**Data for review:**
>>>>>

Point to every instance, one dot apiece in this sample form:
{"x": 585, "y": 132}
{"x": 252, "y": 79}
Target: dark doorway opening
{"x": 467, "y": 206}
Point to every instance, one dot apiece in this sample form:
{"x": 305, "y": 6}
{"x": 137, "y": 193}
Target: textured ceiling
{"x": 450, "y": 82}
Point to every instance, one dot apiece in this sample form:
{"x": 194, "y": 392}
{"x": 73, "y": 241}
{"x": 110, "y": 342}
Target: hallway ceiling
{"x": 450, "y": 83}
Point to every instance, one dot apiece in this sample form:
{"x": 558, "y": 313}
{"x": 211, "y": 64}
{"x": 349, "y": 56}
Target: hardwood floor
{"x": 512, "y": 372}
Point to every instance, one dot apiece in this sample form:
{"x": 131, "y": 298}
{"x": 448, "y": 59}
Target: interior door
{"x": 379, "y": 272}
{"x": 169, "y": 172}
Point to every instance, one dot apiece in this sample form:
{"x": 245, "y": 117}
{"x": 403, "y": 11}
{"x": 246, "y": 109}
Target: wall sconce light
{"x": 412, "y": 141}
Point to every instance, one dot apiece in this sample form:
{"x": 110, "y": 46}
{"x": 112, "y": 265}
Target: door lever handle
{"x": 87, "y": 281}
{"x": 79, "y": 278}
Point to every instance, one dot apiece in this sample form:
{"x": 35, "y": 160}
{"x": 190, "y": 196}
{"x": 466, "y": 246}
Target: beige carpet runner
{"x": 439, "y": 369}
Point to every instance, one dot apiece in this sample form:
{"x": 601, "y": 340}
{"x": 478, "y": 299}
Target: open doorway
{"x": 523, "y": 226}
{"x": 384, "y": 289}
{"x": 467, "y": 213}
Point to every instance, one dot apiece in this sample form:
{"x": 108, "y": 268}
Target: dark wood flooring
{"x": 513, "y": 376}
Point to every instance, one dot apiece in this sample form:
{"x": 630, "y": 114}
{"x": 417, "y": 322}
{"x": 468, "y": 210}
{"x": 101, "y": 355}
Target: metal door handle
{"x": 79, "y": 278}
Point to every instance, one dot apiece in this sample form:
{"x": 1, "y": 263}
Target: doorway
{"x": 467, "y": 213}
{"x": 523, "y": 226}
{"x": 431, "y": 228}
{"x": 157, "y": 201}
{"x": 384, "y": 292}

<<<<<

**Exercise description:** The full data, repeated exactly, is the only acceptable output.

**Result for this exercise:**
Point to every instance, one dot apiece in this sample form:
{"x": 585, "y": 132}
{"x": 252, "y": 79}
Target: dark doorway opening
{"x": 467, "y": 206}
Point to every instance, one dot apiece in this sample form:
{"x": 305, "y": 6}
{"x": 137, "y": 193}
Target: textured ceiling
{"x": 450, "y": 82}
Point to every instance, one dot apiece in this sample form:
{"x": 194, "y": 392}
{"x": 73, "y": 241}
{"x": 110, "y": 342}
Target: hallway ceiling
{"x": 450, "y": 83}
Point to every instance, one dot apiece in this sample form:
{"x": 558, "y": 313}
{"x": 211, "y": 64}
{"x": 349, "y": 56}
Target: hardwood floor
{"x": 512, "y": 372}
Point to every instance, one dot apiece in this sample form:
{"x": 131, "y": 298}
{"x": 448, "y": 59}
Target: interior door
{"x": 379, "y": 272}
{"x": 169, "y": 172}
Point to every instance, one dot apiece in this sample form:
{"x": 245, "y": 117}
{"x": 403, "y": 11}
{"x": 246, "y": 109}
Target: wall sconce light
{"x": 412, "y": 141}
Point to every instance, one dot apiece in this sample form:
{"x": 110, "y": 46}
{"x": 112, "y": 265}
Target: door lever handle
{"x": 87, "y": 281}
{"x": 79, "y": 278}
Point to every instance, one dot apiece in this sample form:
{"x": 35, "y": 160}
{"x": 190, "y": 196}
{"x": 466, "y": 246}
Target: beige carpet runner
{"x": 439, "y": 369}
Point to every instance, one dot apiece in this sample form:
{"x": 601, "y": 340}
{"x": 478, "y": 299}
Target: open doorway
{"x": 523, "y": 226}
{"x": 384, "y": 289}
{"x": 467, "y": 213}
Point to every instance, one dot apiece in this sample form:
{"x": 108, "y": 268}
Target: dark wood flooring
{"x": 513, "y": 376}
Point to every instance, one dot apiece in this sample form:
{"x": 630, "y": 114}
{"x": 417, "y": 322}
{"x": 468, "y": 210}
{"x": 101, "y": 355}
Target: metal door handle
{"x": 79, "y": 278}
Point to every instance, one dot apiece in this sample form:
{"x": 1, "y": 263}
Target: doorway
{"x": 467, "y": 213}
{"x": 523, "y": 226}
{"x": 431, "y": 228}
{"x": 157, "y": 201}
{"x": 384, "y": 292}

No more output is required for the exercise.